* [Given task]:
Copy all of the data below line for line, keeping every character unchanged.

============

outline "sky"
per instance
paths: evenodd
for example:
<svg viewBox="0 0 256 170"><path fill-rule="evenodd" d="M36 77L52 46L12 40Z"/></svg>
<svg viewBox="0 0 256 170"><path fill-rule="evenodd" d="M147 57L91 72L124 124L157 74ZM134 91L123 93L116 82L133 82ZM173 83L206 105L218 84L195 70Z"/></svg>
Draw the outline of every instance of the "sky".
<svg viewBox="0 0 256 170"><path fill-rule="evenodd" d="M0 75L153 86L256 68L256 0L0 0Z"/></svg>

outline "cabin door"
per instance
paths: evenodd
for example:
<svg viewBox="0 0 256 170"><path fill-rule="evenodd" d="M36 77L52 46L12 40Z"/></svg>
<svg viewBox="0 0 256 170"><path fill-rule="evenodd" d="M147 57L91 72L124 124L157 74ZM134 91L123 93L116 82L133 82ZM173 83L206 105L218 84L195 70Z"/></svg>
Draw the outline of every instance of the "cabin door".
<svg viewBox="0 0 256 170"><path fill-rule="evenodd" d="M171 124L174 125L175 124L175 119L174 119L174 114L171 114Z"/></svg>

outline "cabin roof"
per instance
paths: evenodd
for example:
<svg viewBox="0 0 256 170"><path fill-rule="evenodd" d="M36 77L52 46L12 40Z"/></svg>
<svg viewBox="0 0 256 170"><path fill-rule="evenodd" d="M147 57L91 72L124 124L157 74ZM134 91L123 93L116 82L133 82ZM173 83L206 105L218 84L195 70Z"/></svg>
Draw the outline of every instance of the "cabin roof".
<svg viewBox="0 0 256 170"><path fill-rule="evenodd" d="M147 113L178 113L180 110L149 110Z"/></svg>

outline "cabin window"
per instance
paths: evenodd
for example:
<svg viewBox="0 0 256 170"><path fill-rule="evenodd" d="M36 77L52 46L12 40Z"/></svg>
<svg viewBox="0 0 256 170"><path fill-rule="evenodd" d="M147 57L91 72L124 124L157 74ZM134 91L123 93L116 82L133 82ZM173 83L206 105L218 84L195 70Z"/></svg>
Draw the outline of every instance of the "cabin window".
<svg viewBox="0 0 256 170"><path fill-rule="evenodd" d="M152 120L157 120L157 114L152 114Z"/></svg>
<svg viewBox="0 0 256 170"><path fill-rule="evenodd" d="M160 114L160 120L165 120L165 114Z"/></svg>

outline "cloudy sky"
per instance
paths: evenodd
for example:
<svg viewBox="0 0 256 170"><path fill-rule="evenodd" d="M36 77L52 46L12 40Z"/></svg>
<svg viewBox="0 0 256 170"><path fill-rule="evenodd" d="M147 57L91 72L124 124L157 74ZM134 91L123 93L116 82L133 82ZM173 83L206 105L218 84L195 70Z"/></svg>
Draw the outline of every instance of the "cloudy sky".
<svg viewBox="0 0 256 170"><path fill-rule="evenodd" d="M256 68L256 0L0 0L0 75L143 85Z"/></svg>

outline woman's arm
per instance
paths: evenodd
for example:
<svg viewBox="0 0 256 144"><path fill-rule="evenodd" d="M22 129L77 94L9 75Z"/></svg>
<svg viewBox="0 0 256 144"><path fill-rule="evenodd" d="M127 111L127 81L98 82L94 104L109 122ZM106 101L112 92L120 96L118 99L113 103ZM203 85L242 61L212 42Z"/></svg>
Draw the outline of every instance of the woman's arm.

============

* [Solution to the problem]:
outline "sky"
per instance
paths: evenodd
for example:
<svg viewBox="0 0 256 170"><path fill-rule="evenodd" d="M36 77L52 46L12 40Z"/></svg>
<svg viewBox="0 0 256 170"><path fill-rule="evenodd" d="M147 57L91 72L124 124L157 74ZM134 91L123 93L116 82L133 82ZM173 83L206 105L218 84L195 70Z"/></svg>
Draw the outline of every instance of the "sky".
<svg viewBox="0 0 256 170"><path fill-rule="evenodd" d="M0 75L153 86L256 68L256 0L0 0Z"/></svg>

outline "cabin door"
per instance
paths: evenodd
for example:
<svg viewBox="0 0 256 170"><path fill-rule="evenodd" d="M36 77L52 46L12 40Z"/></svg>
<svg viewBox="0 0 256 170"><path fill-rule="evenodd" d="M147 57L91 72L124 124L157 74ZM134 91L123 93L116 82L133 82ZM173 83L206 105L218 84L195 70Z"/></svg>
Draw the outline of every instance of the "cabin door".
<svg viewBox="0 0 256 170"><path fill-rule="evenodd" d="M171 124L174 125L175 124L175 119L174 119L174 114L171 114Z"/></svg>

outline "cabin roof"
per instance
paths: evenodd
for example:
<svg viewBox="0 0 256 170"><path fill-rule="evenodd" d="M36 77L52 46L12 40Z"/></svg>
<svg viewBox="0 0 256 170"><path fill-rule="evenodd" d="M147 57L91 72L124 124L157 74ZM134 91L123 93L116 82L133 82ZM173 83L206 105L218 84L195 70Z"/></svg>
Draw the outline of every instance of the "cabin roof".
<svg viewBox="0 0 256 170"><path fill-rule="evenodd" d="M147 113L178 113L180 110L149 110Z"/></svg>

outline "cabin window"
per instance
paths: evenodd
for example:
<svg viewBox="0 0 256 170"><path fill-rule="evenodd" d="M36 77L52 46L12 40Z"/></svg>
<svg viewBox="0 0 256 170"><path fill-rule="evenodd" d="M147 57L91 72L124 124L157 74ZM134 91L123 93L116 82L133 82ZM173 83L206 105L218 84L195 70Z"/></svg>
Draw the outline of every instance of the "cabin window".
<svg viewBox="0 0 256 170"><path fill-rule="evenodd" d="M152 120L157 120L157 114L152 114Z"/></svg>
<svg viewBox="0 0 256 170"><path fill-rule="evenodd" d="M160 114L160 120L165 120L165 114Z"/></svg>

outline "cloudy sky"
per instance
paths: evenodd
for example:
<svg viewBox="0 0 256 170"><path fill-rule="evenodd" d="M36 77L52 46L12 40Z"/></svg>
<svg viewBox="0 0 256 170"><path fill-rule="evenodd" d="M147 57L91 72L124 124L157 74ZM134 91L123 93L116 82L133 82ZM173 83L206 105L218 84L195 70Z"/></svg>
Draw the outline of every instance of the "cloudy sky".
<svg viewBox="0 0 256 170"><path fill-rule="evenodd" d="M256 68L256 0L0 0L0 75L143 85Z"/></svg>

outline woman's arm
per instance
paths: evenodd
for example:
<svg viewBox="0 0 256 144"><path fill-rule="evenodd" d="M22 129L77 94L9 75Z"/></svg>
<svg viewBox="0 0 256 144"><path fill-rule="evenodd" d="M127 111L127 81L98 82L94 104L109 122ZM106 101L112 92L120 96L118 99L113 103ZM203 85L242 61L212 42Z"/></svg>
Draw the outline of every instance of the woman's arm.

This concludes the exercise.